**ENUNCIATO DEL PROBLEMA**
Ricopia senza modifiche la parte del brano sulla sentenza della Corte Suprema britannica che va da "Il verdetto è" fino a "is a woman?" compreso.

**BRANO FORNITO**
Ne hanno parlato tutti, fini analisti giuridici e star di Hollywood. Perché la sentenza inglese sulla definizione legale di donna ha risposto a una domanda che la società si pone nel nostro tempo, e in ogni parte del mondo: come distinguiamo tra sesso e genere? E chi nasce biologicamente maschio, può accedere agli stessi diritti di una donna? I cinque giudici della Corte Suprema del Regno Unito hanno risposto in maniera tecnica, ancorando la propria decisione alla legge con una sentenza di 88 pagine. Ma inevitabilmente il risultato è politico: anche dalle parti di Londra sono le toghe ad arbitrare i dilemmi dell’etica con gli arnesi del diritto, quando il legislatore se ne lava le mani.

COSA STABILISCE LA SENTENZA

Il verdetto è stato pronunciato il 16 aprile. È arrivato facendo molto rumore, ma non era inatteso. I giornali inglesi già titolavano: What is a woman?

Cos’è una donna. «Non è compito della Corte pronunciarsi sulle argomentazioni di pubblico dominio sul significato di genere o sesso, né definire il significato della parola “donna” se non quando è utilizzata nelle disposizioni dell’Equality Act del 2010», scrivono i giudici. Che lo mettono nero su bianco: «Nulla in questa sentenza è inteso a scoraggiare la nomina di persone trans nei consigli degli enti pubblici o a minimizzare l’importanza di affrontare la loro sottorappresentazione in tali consigli. La questione qui è solo se la nomina di una donna trans che abbia un GRC (un certificato per il riconoscimento di genere, ndr) conta come la nomina di una donna e quindi sia valida per il raggiungimento dell’obiettivo fissato per la rappresentanza di genere, vale a dire che il consiglio abbia il 50% di donne tra i propri membri non esecutivi. A nostro giudizio non lo è».

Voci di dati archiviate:
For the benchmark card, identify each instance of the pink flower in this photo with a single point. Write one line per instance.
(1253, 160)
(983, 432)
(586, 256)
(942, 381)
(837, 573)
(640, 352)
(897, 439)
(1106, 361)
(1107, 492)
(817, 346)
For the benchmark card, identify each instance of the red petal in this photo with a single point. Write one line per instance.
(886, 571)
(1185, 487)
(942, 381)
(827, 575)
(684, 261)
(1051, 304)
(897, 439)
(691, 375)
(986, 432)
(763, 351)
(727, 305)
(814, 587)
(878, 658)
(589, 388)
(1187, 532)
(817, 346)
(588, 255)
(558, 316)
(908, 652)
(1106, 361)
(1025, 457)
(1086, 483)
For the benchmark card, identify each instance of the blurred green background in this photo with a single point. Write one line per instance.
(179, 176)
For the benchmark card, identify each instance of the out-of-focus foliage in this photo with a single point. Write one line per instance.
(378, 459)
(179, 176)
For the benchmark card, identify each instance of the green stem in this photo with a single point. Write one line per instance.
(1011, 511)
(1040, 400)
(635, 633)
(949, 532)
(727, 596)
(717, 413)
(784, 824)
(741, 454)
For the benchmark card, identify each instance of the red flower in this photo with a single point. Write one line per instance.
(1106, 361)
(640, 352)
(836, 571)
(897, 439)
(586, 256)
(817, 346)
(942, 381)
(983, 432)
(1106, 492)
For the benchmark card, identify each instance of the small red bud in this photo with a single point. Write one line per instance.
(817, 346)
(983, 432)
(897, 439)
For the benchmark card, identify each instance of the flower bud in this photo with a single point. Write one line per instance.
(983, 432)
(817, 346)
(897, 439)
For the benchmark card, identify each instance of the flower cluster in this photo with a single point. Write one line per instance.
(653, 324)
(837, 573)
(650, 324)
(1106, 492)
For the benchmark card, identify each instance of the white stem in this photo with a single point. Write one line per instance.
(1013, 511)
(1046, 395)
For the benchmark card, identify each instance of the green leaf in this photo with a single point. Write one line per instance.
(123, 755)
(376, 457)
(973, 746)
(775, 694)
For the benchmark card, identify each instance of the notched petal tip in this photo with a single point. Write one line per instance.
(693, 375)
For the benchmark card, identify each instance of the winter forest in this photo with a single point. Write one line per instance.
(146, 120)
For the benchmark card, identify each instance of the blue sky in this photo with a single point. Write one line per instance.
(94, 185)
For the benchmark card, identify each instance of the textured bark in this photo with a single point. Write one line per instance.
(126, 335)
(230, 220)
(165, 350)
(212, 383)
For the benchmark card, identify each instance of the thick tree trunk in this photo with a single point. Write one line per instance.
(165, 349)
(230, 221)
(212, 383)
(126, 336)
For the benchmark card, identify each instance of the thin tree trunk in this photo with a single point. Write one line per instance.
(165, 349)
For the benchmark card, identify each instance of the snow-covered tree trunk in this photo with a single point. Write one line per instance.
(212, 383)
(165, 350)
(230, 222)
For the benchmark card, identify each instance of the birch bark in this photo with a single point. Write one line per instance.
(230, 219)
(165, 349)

**RISPOSTA FINALE**
Il verdetto è stato pronunciato il 16 aprile. È arrivato facendo molto rumore, ma non era inatteso. I giornali inglesi già titolavano: What is a woman?